◆ PROMPT ◆
Your answer must be the records, copied with no change.

Collected data:
══════════════════════════════

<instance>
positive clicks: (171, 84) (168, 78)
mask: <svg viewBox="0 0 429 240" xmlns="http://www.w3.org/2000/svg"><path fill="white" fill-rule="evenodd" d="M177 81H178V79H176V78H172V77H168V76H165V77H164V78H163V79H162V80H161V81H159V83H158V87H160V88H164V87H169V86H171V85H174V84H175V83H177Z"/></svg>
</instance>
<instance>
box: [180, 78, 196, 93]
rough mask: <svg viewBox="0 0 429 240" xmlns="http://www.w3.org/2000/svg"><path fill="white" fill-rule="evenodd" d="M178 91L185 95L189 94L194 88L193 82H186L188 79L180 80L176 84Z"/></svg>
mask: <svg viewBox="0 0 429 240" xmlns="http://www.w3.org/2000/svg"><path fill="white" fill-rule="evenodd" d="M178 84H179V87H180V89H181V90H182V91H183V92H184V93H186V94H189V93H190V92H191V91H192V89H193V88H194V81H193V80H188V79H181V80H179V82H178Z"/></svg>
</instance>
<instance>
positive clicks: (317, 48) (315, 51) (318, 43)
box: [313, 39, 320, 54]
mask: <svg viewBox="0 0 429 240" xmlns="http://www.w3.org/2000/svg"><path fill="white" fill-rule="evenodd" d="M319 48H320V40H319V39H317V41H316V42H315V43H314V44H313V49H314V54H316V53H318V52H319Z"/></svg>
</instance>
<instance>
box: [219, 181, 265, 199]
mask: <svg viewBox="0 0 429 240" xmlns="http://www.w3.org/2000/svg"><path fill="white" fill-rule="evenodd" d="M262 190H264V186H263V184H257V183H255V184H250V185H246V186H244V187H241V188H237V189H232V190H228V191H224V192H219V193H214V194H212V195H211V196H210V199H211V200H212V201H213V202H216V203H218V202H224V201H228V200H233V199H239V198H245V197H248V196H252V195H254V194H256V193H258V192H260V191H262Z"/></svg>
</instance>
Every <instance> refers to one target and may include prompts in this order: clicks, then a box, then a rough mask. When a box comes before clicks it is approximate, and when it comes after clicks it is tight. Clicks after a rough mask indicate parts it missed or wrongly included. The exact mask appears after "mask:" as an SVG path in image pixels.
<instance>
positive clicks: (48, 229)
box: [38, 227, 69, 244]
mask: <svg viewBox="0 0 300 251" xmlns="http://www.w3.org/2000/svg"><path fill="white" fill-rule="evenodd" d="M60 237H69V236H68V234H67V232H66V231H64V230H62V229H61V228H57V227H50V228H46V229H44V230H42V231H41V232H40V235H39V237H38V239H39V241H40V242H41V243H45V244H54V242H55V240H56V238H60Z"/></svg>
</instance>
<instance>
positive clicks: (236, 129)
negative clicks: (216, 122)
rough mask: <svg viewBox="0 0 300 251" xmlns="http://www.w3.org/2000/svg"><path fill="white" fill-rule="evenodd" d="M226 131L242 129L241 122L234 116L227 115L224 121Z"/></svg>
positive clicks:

══════════════════════════════

◆ EXERCISE SOLUTION ◆
<instance>
positive clicks: (171, 84) (168, 78)
mask: <svg viewBox="0 0 429 240" xmlns="http://www.w3.org/2000/svg"><path fill="white" fill-rule="evenodd" d="M177 81H178V79H176V78H172V77H168V76H165V77H164V78H163V79H162V80H161V81H159V83H158V87H160V88H164V87H169V86H171V85H174V84H175V83H177Z"/></svg>
</instance>
<instance>
box: [180, 78, 196, 93]
rough mask: <svg viewBox="0 0 429 240" xmlns="http://www.w3.org/2000/svg"><path fill="white" fill-rule="evenodd" d="M178 91L185 95L189 94L194 88L193 82H186L188 79L180 80L176 84Z"/></svg>
mask: <svg viewBox="0 0 429 240" xmlns="http://www.w3.org/2000/svg"><path fill="white" fill-rule="evenodd" d="M178 84H179V87H180V89H181V90H182V91H183V92H184V93H186V94H189V93H190V92H191V91H192V89H193V88H194V81H193V80H188V79H181V80H179V82H178Z"/></svg>
</instance>
<instance>
positive clicks: (317, 48) (315, 51) (318, 43)
box: [313, 39, 320, 54]
mask: <svg viewBox="0 0 429 240" xmlns="http://www.w3.org/2000/svg"><path fill="white" fill-rule="evenodd" d="M319 48H320V40H319V39H317V41H316V42H315V43H314V44H313V49H314V54H316V53H318V52H319Z"/></svg>
</instance>
<instance>
box: [219, 181, 265, 199]
mask: <svg viewBox="0 0 429 240" xmlns="http://www.w3.org/2000/svg"><path fill="white" fill-rule="evenodd" d="M262 190H264V186H263V184H257V183H255V184H250V185H246V186H244V187H241V188H237V189H232V190H228V191H224V192H219V193H214V194H212V195H211V196H210V199H211V200H212V201H213V202H216V203H218V202H224V201H228V200H233V199H239V198H245V197H248V196H252V195H254V194H256V193H258V192H260V191H262Z"/></svg>
</instance>
Every <instance> refers to one target and may include prompts in this order: clicks, then a box, then a rough mask. When a box comes before clicks it is approximate, and when it comes after clicks it is tight. Clicks after a rough mask indicate parts it missed or wrongly included. The exact mask appears after "mask:" as an SVG path in image pixels.
<instance>
positive clicks: (48, 229)
box: [38, 227, 69, 244]
mask: <svg viewBox="0 0 300 251" xmlns="http://www.w3.org/2000/svg"><path fill="white" fill-rule="evenodd" d="M60 237H69V236H68V234H67V232H66V231H64V230H62V229H61V228H57V227H50V228H46V229H44V230H42V231H41V232H40V235H39V237H38V239H39V241H40V242H41V243H45V244H54V242H55V240H56V238H60Z"/></svg>
</instance>
<instance>
positive clicks: (236, 129)
negative clicks: (216, 122)
rough mask: <svg viewBox="0 0 300 251" xmlns="http://www.w3.org/2000/svg"><path fill="white" fill-rule="evenodd" d="M226 131L242 129L241 122L234 116L227 115L224 121Z"/></svg>
positive clicks:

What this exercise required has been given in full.